*Exercise*
Transcribe all of the data exactly. Images stay out.

[Opening Data for this task section]

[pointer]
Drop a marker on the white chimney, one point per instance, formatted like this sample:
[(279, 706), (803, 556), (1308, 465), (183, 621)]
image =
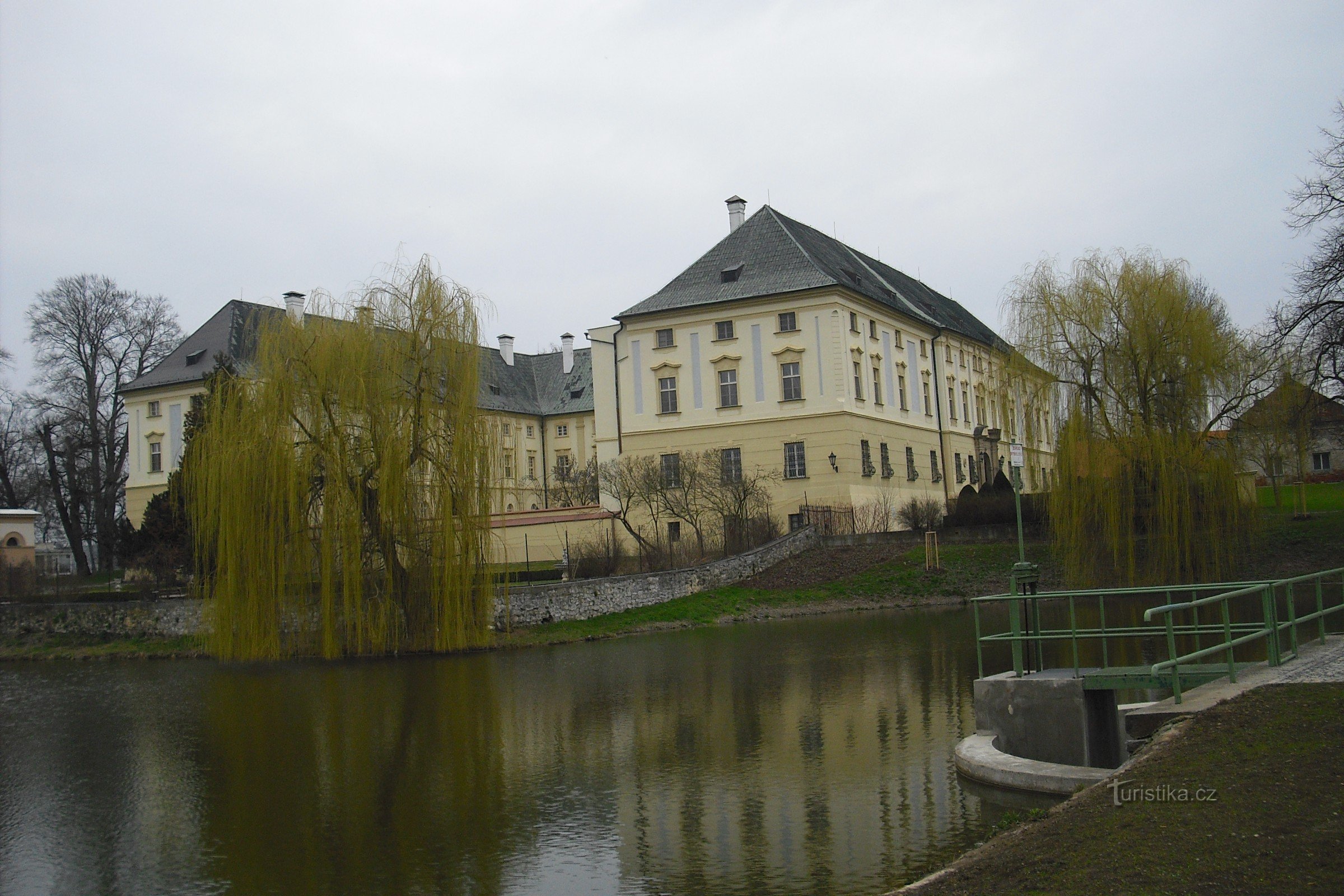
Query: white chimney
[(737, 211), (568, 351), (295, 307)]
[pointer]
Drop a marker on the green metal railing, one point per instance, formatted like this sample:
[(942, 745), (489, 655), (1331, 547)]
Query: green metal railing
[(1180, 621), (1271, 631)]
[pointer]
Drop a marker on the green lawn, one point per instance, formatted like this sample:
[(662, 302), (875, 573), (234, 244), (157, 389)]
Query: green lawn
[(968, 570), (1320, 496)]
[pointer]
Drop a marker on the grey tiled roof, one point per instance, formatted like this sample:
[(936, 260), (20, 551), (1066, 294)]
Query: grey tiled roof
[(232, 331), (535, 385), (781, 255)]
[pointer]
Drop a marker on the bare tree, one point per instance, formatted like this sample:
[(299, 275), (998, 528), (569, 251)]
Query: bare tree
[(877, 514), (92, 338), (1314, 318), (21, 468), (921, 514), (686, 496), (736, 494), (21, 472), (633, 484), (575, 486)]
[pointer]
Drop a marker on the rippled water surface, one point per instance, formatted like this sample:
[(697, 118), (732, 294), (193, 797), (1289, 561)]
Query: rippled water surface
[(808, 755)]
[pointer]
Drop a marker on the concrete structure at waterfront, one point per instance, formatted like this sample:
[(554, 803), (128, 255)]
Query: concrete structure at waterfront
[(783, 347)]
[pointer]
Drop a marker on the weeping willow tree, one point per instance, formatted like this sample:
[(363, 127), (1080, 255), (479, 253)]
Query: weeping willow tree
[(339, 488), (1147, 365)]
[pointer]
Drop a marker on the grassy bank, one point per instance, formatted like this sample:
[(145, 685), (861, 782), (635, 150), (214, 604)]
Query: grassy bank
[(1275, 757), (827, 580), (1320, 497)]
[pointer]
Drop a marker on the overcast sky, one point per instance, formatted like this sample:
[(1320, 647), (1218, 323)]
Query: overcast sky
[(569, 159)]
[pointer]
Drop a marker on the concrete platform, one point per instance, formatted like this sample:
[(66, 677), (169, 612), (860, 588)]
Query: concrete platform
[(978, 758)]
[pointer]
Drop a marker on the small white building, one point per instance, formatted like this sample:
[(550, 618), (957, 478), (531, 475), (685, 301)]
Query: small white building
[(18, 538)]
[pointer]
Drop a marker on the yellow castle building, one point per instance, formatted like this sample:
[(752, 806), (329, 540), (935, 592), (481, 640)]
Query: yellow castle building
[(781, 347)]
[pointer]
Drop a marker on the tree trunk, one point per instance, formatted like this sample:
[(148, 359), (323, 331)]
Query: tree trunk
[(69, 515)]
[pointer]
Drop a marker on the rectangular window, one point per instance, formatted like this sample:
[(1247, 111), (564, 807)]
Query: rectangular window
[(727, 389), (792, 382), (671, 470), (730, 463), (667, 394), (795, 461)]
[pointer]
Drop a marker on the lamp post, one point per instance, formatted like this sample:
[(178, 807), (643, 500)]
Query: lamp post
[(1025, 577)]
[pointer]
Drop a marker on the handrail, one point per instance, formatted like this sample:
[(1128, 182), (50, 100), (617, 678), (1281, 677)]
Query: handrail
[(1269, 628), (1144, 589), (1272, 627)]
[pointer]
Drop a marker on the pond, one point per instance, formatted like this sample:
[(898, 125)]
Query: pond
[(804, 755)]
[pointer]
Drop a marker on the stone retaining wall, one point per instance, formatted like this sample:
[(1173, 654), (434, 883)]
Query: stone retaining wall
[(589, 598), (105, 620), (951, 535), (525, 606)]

[Closing Data for this task section]

*Result of the exercise*
[pointer]
Drop a marker on the white chimney, one point per instance, formatted like this sample:
[(279, 706), (803, 556), (1308, 465), (183, 621)]
image =
Query: white chimney
[(737, 211), (568, 351), (295, 307)]
[pointer]
Drop a marker on the green metal railing, one point per instance, formatted like this sample:
[(942, 745), (489, 655), (1331, 547)]
Query: green metal railing
[(1180, 621), (1271, 631)]
[pointer]
Drop a marker on the green lawn, one point per instance, formatted like this sample:
[(662, 302), (875, 573), (234, 244), (157, 389)]
Query: green lawn
[(968, 570), (1320, 496)]
[pointer]
Drop a marker on the grey tiled roof, one point per instance, formatted like this sample:
[(936, 260), (20, 551), (1066, 294)]
Query: grey tiled roof
[(232, 331), (535, 385), (781, 255)]
[pointer]
Drop a marker on the bare tree, one point per instance, formatted like this sample:
[(299, 275), (998, 528), (569, 251)]
Query: bare tree
[(877, 514), (92, 338), (1314, 318), (21, 468), (921, 514), (686, 496), (736, 494), (21, 472), (633, 484), (575, 486)]
[pointer]
Drop a marker on the rippled water surface, one point per instance, formatted like this sample:
[(697, 118), (732, 294), (193, 797), (1289, 561)]
Query: rippled water surface
[(808, 755)]
[pointer]
Drop a marker on the concrete structure at waterfront, one point per instance, formatted like this sample:
[(554, 803), (128, 255)]
Query: concrete structure at waterfront
[(783, 347)]
[pointer]
Drop a marker on the weeping willow tree, one point per instance, formatted like this sample:
[(363, 127), (1080, 255), (479, 253)]
Query: weeping willow tree
[(339, 488), (1147, 365)]
[pointer]
Drop a marker on the grassy bank, one point per instance, formatted like this sample:
[(145, 685), (861, 782), (635, 150), (214, 604)]
Query: grassy bank
[(1275, 757), (827, 580), (1320, 497)]
[pointer]
Drop a marker on the overcast sky, one point per instance, formatted like this sample:
[(1320, 647), (1218, 323)]
Query: overcast sky
[(569, 159)]
[pointer]
Drop a marker on the concrete platform, one point per instance, formatted like this sample:
[(66, 677), (169, 612), (860, 588)]
Query: concrete platform
[(978, 758)]
[pointer]
Drop a marker on the small white building, one point per instance, formatted like this sample:
[(550, 618), (957, 478), (531, 475), (685, 301)]
Query: small white building
[(18, 538)]
[pointer]
Drop a marker on the yellow castle building, one point per instance, formatted like this sample:
[(752, 806), (329, 540), (935, 592), (481, 640)]
Query: yellow castle building
[(781, 347)]
[pointer]
Drop a marker on the tree trunk, one point per instance, formatted like this sample:
[(148, 359), (323, 331)]
Query: tree trunk
[(69, 515)]
[pointer]
Drop a marker on the rectangular window, one point per instance, formatted like this sample:
[(1247, 111), (564, 807)]
Query: rectangular window
[(727, 389), (792, 382), (671, 470), (730, 463), (667, 394), (795, 461)]
[pointer]
Drop a marker on the lamp post, one point per instance, formatted like this sample:
[(178, 807), (643, 500)]
Query: lamp post
[(1025, 577)]
[pointer]
Drop a marker on the handrail, one point per instance, formatted like this sample:
[(1128, 182), (50, 100), (617, 678), (1281, 677)]
Query: handrail
[(1269, 628), (1144, 589), (1272, 627)]
[pointer]
Drop a marker on the pond, one point per instance, formatted like this sample:
[(898, 125)]
Query: pond
[(804, 755)]
[pointer]
Drop a marker on the stone retaining wall, one point per instance, formatted like this sample:
[(1173, 654), (434, 883)]
Query: stone retaining wall
[(589, 598), (105, 620), (951, 535), (525, 606)]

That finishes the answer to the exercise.